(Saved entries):
· · ·
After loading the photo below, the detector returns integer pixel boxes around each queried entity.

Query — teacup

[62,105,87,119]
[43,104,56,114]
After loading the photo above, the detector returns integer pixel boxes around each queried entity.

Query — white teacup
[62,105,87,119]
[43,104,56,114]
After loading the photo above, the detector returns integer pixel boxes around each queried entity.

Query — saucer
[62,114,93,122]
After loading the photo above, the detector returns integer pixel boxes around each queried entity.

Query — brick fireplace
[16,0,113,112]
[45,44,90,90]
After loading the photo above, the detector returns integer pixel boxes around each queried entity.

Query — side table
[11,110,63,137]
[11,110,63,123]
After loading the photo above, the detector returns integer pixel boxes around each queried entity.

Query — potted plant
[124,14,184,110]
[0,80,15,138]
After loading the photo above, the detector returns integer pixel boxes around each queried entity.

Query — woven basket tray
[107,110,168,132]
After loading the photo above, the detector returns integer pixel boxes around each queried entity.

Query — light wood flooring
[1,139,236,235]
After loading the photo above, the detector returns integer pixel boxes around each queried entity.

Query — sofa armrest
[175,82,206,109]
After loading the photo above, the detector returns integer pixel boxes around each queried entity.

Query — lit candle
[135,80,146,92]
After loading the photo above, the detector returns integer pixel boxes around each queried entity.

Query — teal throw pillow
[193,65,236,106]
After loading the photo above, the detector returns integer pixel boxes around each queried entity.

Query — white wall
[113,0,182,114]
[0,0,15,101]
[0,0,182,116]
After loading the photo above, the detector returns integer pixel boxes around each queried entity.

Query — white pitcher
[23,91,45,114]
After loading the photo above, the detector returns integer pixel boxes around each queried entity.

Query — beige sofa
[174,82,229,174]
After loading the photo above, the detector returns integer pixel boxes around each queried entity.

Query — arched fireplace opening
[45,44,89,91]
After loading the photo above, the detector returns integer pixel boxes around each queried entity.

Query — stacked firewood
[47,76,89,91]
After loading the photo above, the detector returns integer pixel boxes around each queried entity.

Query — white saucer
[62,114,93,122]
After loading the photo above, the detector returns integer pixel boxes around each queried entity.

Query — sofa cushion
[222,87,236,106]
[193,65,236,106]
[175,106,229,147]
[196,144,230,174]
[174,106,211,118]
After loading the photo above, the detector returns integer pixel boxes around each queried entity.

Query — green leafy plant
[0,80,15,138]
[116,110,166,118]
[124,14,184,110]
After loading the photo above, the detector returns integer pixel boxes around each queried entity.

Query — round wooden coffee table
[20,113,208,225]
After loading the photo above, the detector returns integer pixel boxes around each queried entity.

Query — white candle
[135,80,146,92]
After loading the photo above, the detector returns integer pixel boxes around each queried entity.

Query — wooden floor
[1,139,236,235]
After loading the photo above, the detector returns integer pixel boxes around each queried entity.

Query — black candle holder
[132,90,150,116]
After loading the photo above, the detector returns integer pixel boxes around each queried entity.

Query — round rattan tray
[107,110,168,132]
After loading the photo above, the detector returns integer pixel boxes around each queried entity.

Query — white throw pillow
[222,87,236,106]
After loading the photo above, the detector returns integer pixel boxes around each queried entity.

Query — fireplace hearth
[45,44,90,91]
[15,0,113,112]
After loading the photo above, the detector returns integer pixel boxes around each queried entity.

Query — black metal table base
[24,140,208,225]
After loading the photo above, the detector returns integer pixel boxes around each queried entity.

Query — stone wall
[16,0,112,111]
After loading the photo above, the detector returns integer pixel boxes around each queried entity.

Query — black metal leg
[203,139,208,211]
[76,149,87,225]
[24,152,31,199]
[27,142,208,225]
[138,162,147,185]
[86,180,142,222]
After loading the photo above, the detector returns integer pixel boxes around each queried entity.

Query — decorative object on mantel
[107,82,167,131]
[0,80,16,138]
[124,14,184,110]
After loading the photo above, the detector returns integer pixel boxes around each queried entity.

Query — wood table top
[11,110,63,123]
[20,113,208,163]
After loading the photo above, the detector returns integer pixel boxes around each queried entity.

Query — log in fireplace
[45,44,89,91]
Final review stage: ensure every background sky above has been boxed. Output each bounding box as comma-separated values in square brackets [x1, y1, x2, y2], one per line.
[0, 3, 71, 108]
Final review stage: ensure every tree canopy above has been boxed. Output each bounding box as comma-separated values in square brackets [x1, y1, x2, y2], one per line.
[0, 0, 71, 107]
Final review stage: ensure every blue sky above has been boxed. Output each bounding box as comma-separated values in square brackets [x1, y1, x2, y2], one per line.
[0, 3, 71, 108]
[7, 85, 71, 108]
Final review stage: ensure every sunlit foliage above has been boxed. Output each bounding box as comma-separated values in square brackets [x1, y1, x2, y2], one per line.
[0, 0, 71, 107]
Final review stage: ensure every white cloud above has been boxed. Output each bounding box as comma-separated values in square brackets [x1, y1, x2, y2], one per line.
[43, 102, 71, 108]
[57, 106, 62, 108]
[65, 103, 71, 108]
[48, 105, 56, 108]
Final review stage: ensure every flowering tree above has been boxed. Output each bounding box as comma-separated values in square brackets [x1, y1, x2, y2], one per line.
· · ·
(EXERCISE PROMPT):
Line by line, write out the records above exactly.

(RESPONSE):
After loading the photo below, the detector returns integer pixel boxes around each queried entity.

Query — teacup

[62,105,87,119]
[43,104,56,114]
After loading the photo above, the detector returns integer pixel boxes around each queried entity.

Query — white teacup
[62,105,87,119]
[43,104,56,114]
After loading the photo above, the detector returns integer pixel boxes around each queried entity.

Query — saucer
[62,114,93,122]
After loading the photo above, the detector returns integer pixel boxes around each queried entity.

Query — brick fireplace
[16,0,113,112]
[45,44,90,90]
After loading the photo above, the detector returns integer pixel boxes around each queried entity.

Query — side table
[11,110,63,137]
[11,110,63,123]
After loading the photo above, the detector returns integer pixel boxes around each queried entity.

Query — potted plant
[124,14,184,110]
[0,80,15,138]
After loading the photo above, the detector returns integer pixel boxes around each queried entity.

Query — woven basket tray
[107,110,168,132]
After loading the photo above, the detector returns integer pixel boxes around each queried entity.

Query — light wood flooring
[1,139,236,235]
After loading the photo above, the detector returns integer pixel boxes around each queried entity.

Query — sofa armrest
[175,82,206,109]
After loading the photo above, the detector returns integer pixel boxes around each queried entity.

Query — lit candle
[135,80,146,92]
After loading the photo above, the detector returns integer pixel boxes around each queried entity.

Query — teal throw pillow
[193,65,236,106]
After loading the photo above, the detector returns integer pixel boxes around each queried entity.

Query — white wall
[113,0,182,114]
[0,0,15,101]
[0,0,182,116]
After loading the photo above, the detector returns integer pixel boxes around each queried entity.

Query — white pitcher
[23,91,45,114]
After loading the photo above, the detector returns integer pixel boxes around each queried entity.

Query — beige sofa
[174,82,229,174]
After loading the photo above, the detector returns integer pixel boxes around each queried entity.

Query — arched fireplace opening
[45,44,89,91]
After loading the photo above, the detector returns integer pixel boxes around each queried entity.

Query — stacked firewood
[47,76,89,91]
After loading the photo above, the detector returns integer pixel boxes around each queried entity.

Query — white saucer
[62,114,93,122]
After loading the photo above, the detector returns integer pixel boxes around each queried entity.

Query — sofa cushion
[222,87,236,106]
[193,65,236,106]
[175,106,229,147]
[196,144,230,174]
[174,106,211,118]
After loading the photo above, the detector returns integer pixel boxes around each queried entity.

Query — green leafy plant
[0,80,15,138]
[116,110,166,118]
[124,14,184,110]
After loading the photo above, the detector returns integer pixel boxes around each queried entity.

Query — round wooden coffee table
[20,113,208,225]
After loading the photo above, the detector returns integer pixel boxes around each queried entity.

Query — white candle
[135,80,146,92]
After loading the photo above, the detector returns integer pixel boxes around each queried entity.

Query — wooden floor
[1,139,236,235]
After loading the photo above, the detector returns integer pixel boxes around each queried entity.

Query — black candle holder
[132,90,150,116]
After loading the photo above, the detector returns integer pixel boxes around each queried entity.

Query — round rattan tray
[107,110,168,132]
After loading the photo above, the detector returns integer pixel boxes around each queried entity.

Query — white throw pillow
[222,87,236,106]
After loading the photo above, the detector returns integer pixel boxes around each queried entity.

Query — fireplace hearth
[45,44,90,91]
[15,0,113,112]
After loading the photo above, the detector returns integer pixel boxes around each queried entity.

Query — black metal table base
[24,140,208,225]
After loading the photo above, the detector returns integer pixel boxes around each queried entity.

Query — stone wall
[16,0,112,111]
After loading the photo above, the detector returns integer pixel boxes around each queried entity.

Query — black metal leg
[203,139,208,211]
[76,149,87,225]
[24,152,31,199]
[27,142,208,225]
[138,162,147,185]
[86,180,142,222]
After loading the photo above, the detector returns integer pixel boxes around each queried entity.

Query — decorative object on mantel
[107,82,167,131]
[0,80,16,138]
[124,14,184,110]
After loading the photo above, the detector returns integer pixel boxes around each queried entity.

Query — wood table top
[11,110,63,123]
[20,113,208,163]
After loading the photo above, the detector returns integer pixel boxes around each queried entity.

Query — log in fireplace
[45,44,89,91]
Final review stage: ensure every background sky above has been boxed. Output each bounding box as comma-separated values in square brackets [x1, y1, x2, y2], one per line.
[0, 3, 71, 108]
Final review stage: ensure every tree canopy above has been boxed. Output each bounding box as comma-separated values in square brackets [x1, y1, x2, y2], one per line.
[0, 0, 71, 107]
Final review stage: ensure every blue sky above has been boxed. Output each bounding box as comma-separated values in square brackets [x1, y1, x2, y2], one per line.
[0, 3, 71, 108]
[7, 85, 71, 108]
Final review stage: ensure every sunlit foliage above has been boxed. Output each bounding box as comma-separated values in square brackets [x1, y1, x2, y2], one per line.
[0, 0, 71, 107]
Final review stage: ensure every white cloud above has been boxed. Output each bounding box as comma-separated values in square brackets [x1, y1, x2, y2], one per line.
[43, 102, 71, 108]
[57, 106, 62, 108]
[65, 103, 71, 108]
[48, 105, 56, 108]
Final review stage: ensure every flowering tree above has been boxed. Output each bounding box as comma-separated values in square brackets [x1, y1, x2, y2], one per line.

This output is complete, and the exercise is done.